● GIVEN RECORDS:
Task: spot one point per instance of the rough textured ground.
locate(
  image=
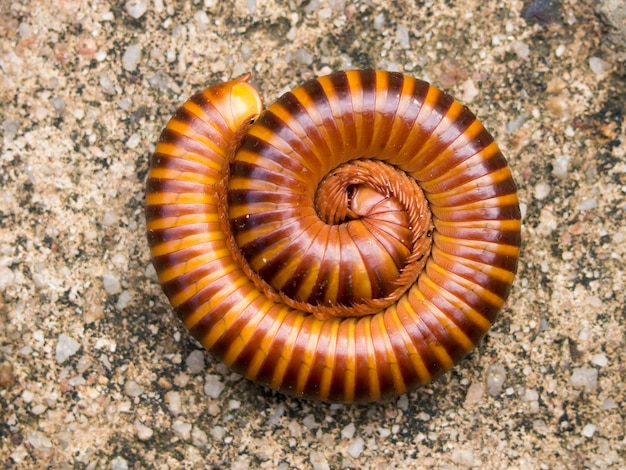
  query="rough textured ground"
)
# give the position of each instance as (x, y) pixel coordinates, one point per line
(95, 372)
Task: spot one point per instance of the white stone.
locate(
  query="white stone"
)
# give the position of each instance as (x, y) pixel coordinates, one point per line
(589, 430)
(132, 389)
(463, 457)
(195, 362)
(182, 429)
(318, 461)
(7, 278)
(136, 8)
(356, 447)
(598, 66)
(348, 431)
(131, 57)
(144, 433)
(111, 284)
(66, 347)
(213, 387)
(496, 375)
(174, 403)
(584, 378)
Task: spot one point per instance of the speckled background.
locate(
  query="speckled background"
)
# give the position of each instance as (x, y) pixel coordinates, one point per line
(95, 371)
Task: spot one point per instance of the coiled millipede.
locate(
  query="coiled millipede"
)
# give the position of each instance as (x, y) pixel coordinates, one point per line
(350, 242)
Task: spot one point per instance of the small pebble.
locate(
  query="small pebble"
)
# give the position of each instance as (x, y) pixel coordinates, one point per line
(119, 463)
(496, 376)
(588, 431)
(251, 5)
(356, 447)
(600, 360)
(218, 433)
(530, 395)
(560, 166)
(199, 438)
(464, 457)
(586, 378)
(542, 190)
(144, 433)
(108, 87)
(520, 49)
(131, 57)
(541, 11)
(174, 403)
(598, 66)
(136, 8)
(7, 278)
(318, 461)
(540, 427)
(7, 379)
(587, 204)
(213, 387)
(133, 141)
(123, 300)
(348, 431)
(325, 13)
(66, 347)
(474, 394)
(195, 362)
(111, 284)
(337, 5)
(379, 21)
(303, 57)
(10, 127)
(57, 103)
(132, 389)
(182, 429)
(402, 37)
(39, 441)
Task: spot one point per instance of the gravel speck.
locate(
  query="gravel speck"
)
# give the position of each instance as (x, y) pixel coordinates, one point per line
(402, 37)
(218, 433)
(66, 347)
(599, 66)
(111, 284)
(199, 438)
(318, 460)
(586, 378)
(348, 431)
(464, 457)
(182, 429)
(303, 57)
(119, 463)
(356, 447)
(195, 362)
(542, 190)
(496, 376)
(560, 166)
(132, 389)
(131, 57)
(123, 300)
(587, 204)
(133, 141)
(589, 430)
(174, 403)
(474, 394)
(7, 278)
(144, 433)
(213, 386)
(136, 8)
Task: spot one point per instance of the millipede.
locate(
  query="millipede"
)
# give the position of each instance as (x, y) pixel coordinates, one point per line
(350, 242)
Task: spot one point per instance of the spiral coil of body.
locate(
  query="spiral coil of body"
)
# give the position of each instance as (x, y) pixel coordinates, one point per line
(354, 242)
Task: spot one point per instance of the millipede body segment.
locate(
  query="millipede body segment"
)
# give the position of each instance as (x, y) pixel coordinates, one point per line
(350, 242)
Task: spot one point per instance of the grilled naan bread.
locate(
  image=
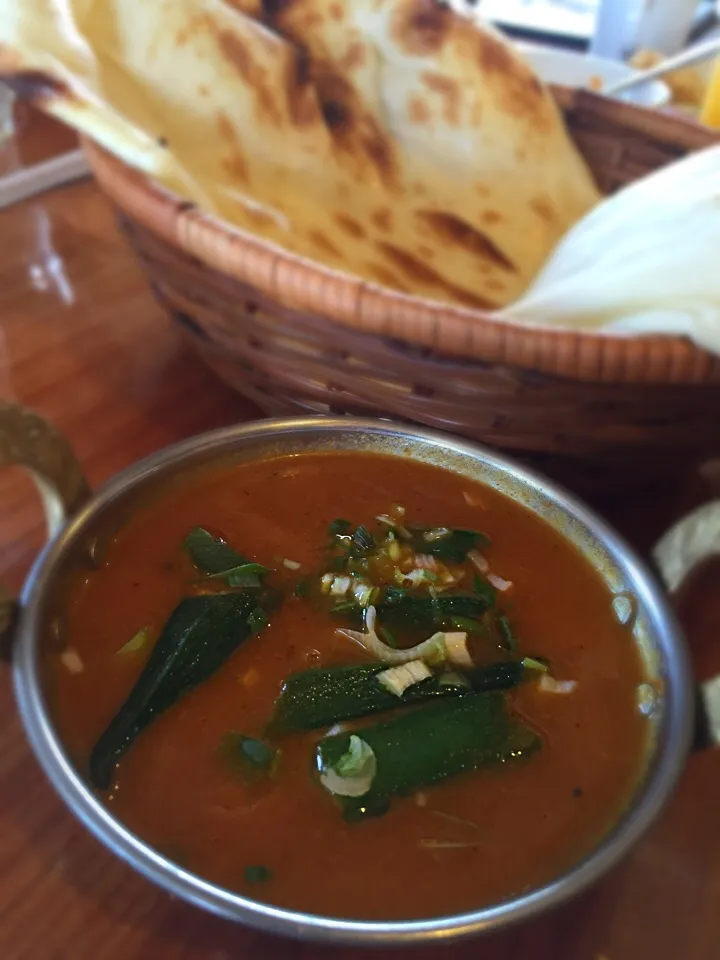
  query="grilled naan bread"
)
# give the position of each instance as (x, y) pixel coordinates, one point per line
(396, 140)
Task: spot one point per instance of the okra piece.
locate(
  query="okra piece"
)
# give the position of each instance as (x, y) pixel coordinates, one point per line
(418, 749)
(320, 697)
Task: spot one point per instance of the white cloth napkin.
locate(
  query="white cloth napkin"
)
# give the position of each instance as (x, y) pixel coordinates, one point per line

● TASK GOAL:
Every line containing the word "speckled" must be copied from the material above.

● WRITTEN RESPONSE:
Task: spot one point per instance of the speckled background.
  query="speckled background"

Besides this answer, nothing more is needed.